Records from a collection:
——————

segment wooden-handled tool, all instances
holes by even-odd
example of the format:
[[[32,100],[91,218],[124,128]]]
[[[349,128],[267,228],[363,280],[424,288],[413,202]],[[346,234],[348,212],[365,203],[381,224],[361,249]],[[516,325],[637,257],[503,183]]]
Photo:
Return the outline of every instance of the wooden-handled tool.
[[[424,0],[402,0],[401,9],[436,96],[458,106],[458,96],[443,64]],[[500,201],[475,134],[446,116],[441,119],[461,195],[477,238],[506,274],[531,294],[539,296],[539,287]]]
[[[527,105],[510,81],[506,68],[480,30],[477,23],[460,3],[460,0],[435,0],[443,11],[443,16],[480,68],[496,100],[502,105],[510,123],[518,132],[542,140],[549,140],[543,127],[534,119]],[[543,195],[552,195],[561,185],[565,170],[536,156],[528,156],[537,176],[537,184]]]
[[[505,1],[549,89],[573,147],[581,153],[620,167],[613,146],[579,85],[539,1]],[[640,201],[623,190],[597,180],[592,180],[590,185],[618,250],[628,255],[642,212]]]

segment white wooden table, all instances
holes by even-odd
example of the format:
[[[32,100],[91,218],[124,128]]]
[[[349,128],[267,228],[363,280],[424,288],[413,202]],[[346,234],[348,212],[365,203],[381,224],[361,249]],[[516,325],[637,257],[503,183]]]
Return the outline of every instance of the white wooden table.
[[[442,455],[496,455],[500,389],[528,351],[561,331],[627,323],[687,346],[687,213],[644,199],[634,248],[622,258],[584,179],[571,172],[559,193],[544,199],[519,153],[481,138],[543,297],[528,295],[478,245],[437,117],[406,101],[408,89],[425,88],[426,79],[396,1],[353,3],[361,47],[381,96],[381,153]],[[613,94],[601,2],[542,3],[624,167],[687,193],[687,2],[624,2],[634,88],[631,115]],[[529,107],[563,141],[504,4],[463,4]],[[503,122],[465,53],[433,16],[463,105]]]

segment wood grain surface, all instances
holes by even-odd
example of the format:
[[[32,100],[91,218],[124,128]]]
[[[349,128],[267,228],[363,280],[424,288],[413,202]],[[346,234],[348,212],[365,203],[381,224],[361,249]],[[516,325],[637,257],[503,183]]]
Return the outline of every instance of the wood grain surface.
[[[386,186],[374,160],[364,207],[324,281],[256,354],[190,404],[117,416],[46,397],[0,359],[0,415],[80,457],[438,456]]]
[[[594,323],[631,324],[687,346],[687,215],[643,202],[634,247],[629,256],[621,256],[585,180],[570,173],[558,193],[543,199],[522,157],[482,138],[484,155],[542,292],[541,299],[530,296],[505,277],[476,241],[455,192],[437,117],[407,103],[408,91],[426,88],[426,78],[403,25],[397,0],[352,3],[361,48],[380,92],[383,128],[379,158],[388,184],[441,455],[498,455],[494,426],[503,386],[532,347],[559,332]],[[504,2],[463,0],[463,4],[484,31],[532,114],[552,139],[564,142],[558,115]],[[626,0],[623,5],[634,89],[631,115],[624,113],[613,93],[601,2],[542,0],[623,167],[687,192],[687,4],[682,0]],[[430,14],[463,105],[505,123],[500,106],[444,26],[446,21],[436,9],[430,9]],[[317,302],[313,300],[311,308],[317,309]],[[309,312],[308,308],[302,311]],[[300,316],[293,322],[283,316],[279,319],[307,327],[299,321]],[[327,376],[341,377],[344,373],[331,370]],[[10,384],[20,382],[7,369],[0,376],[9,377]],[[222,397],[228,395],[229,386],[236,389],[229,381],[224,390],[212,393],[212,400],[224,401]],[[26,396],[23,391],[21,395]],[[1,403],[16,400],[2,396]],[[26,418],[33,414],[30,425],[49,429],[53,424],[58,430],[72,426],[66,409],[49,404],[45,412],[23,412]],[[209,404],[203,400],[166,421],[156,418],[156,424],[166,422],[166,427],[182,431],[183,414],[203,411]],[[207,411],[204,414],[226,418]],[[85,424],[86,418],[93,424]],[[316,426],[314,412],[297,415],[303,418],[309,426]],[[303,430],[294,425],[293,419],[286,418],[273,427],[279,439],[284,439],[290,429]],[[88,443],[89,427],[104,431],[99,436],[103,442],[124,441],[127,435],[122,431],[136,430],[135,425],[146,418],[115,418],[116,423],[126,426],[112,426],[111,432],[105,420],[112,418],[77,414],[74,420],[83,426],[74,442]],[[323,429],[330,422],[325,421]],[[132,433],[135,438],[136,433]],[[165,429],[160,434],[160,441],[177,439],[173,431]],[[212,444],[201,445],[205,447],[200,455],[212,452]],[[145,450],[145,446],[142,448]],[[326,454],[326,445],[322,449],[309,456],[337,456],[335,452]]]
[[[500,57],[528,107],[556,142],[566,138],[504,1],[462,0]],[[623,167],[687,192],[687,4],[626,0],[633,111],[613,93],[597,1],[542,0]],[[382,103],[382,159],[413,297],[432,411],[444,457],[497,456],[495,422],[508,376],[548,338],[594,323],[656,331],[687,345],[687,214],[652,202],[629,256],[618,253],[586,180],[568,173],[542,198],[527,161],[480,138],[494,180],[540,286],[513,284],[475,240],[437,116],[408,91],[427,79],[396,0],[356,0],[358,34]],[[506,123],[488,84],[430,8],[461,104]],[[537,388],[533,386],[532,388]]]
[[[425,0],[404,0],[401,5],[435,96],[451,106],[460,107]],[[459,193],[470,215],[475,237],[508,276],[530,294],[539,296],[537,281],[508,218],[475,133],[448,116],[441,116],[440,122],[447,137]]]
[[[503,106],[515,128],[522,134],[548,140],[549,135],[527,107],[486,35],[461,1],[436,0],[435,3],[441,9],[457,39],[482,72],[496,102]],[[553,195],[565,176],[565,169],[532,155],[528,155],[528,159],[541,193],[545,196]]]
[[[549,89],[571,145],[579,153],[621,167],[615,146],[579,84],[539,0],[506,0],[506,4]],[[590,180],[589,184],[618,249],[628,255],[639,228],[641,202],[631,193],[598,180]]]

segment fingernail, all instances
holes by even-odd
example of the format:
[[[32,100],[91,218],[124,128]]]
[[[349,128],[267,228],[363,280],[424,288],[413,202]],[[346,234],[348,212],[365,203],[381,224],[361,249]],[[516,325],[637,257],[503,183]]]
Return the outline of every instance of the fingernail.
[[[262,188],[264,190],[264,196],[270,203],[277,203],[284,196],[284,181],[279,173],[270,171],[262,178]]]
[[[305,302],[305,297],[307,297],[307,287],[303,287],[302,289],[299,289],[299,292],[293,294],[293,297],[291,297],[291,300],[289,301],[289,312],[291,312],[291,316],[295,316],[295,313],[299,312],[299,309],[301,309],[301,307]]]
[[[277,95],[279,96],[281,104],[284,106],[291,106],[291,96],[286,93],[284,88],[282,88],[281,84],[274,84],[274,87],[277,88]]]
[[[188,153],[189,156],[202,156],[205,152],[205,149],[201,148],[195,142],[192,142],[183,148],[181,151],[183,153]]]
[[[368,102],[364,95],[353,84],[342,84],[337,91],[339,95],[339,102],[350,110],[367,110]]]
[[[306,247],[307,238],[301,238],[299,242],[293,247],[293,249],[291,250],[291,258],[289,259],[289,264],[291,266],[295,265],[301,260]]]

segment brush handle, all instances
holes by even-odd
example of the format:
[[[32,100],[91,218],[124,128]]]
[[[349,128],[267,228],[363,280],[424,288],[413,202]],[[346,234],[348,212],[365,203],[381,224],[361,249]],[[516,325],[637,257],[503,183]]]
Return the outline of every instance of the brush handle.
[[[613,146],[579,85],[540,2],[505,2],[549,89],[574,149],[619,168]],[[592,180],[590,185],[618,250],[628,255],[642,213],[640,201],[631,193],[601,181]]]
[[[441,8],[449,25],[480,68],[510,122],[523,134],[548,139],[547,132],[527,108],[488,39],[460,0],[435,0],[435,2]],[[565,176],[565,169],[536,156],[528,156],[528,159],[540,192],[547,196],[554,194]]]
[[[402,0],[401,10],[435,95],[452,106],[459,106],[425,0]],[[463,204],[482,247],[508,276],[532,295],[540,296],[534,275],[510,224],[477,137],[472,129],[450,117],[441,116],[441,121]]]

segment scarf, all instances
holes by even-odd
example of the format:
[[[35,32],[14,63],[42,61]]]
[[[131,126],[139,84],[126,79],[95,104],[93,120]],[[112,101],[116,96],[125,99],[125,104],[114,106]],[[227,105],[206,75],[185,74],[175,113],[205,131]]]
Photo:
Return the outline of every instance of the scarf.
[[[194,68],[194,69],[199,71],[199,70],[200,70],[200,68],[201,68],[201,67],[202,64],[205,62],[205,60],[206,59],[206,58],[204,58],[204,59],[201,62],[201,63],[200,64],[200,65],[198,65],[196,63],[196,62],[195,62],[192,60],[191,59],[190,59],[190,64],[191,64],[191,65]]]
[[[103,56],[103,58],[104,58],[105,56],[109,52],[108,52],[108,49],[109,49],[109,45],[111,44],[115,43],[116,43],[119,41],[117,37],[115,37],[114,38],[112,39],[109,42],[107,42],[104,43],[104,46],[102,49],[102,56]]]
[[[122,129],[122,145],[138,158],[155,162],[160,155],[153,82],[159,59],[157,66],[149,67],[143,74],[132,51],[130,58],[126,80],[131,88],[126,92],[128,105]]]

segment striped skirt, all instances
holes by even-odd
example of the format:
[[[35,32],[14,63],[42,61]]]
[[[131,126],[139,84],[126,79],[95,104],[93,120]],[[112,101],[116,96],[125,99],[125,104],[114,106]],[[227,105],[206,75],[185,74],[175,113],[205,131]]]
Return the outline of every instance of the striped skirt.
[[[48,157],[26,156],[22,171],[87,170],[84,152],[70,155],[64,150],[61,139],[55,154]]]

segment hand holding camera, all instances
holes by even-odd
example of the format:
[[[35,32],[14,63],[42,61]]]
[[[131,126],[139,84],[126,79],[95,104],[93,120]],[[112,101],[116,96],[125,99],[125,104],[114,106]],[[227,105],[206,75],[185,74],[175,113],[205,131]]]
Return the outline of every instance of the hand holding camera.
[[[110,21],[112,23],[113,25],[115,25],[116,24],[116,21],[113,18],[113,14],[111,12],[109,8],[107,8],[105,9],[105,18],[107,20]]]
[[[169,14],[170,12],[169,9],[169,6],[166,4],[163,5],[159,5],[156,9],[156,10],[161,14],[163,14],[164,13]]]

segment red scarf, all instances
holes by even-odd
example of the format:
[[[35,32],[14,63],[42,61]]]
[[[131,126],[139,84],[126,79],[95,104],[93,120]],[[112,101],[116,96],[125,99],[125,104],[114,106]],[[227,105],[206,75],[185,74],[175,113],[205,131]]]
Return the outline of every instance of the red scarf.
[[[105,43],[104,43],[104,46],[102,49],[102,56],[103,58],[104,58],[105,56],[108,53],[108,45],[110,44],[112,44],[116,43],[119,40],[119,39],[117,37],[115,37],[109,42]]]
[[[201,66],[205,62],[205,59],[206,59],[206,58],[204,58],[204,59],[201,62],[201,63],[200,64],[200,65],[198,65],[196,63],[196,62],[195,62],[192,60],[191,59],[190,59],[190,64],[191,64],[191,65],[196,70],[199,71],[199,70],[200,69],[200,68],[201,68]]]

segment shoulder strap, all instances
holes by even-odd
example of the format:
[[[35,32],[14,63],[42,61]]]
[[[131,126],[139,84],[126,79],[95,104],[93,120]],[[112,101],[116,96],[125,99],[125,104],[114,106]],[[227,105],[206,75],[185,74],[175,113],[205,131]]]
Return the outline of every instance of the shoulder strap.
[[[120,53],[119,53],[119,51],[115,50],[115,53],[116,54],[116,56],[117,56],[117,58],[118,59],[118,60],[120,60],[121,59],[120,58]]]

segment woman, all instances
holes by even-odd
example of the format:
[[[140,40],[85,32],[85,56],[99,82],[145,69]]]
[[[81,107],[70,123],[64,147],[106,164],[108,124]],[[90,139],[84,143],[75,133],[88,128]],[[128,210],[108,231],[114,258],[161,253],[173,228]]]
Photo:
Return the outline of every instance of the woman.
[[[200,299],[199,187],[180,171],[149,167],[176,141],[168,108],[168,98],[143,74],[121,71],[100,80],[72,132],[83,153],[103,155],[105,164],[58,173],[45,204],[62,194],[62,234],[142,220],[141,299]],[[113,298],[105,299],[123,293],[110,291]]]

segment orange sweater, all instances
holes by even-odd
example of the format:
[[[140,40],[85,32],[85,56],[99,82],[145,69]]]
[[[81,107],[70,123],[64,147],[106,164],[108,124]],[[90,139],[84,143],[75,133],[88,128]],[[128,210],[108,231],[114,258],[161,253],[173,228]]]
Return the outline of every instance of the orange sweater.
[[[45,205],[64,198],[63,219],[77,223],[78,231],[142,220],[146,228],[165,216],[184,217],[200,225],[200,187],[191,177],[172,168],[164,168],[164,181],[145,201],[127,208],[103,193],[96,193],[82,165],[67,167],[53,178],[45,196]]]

——————

WHAT TO PRODUCE: Update the entries from the start of the records through the line containing "Return the outline of every instance of the wooden-handled" by replacing "wooden-handled tool" with "wooden-handled spatula", keeping every other line and word the same.

ANSWER TO THIS EXERCISE:
segment wooden-handled spatula, all instances
holes by even-odd
example of the format:
[[[32,100],[91,218],[124,128]]]
[[[349,128],[267,228],[363,280],[424,288],[413,202]],[[346,234],[348,212],[365,203],[381,224],[361,249]],[[516,325],[637,257],[503,183]]]
Photo:
Return the outline of every instance of the wooden-handled spatula.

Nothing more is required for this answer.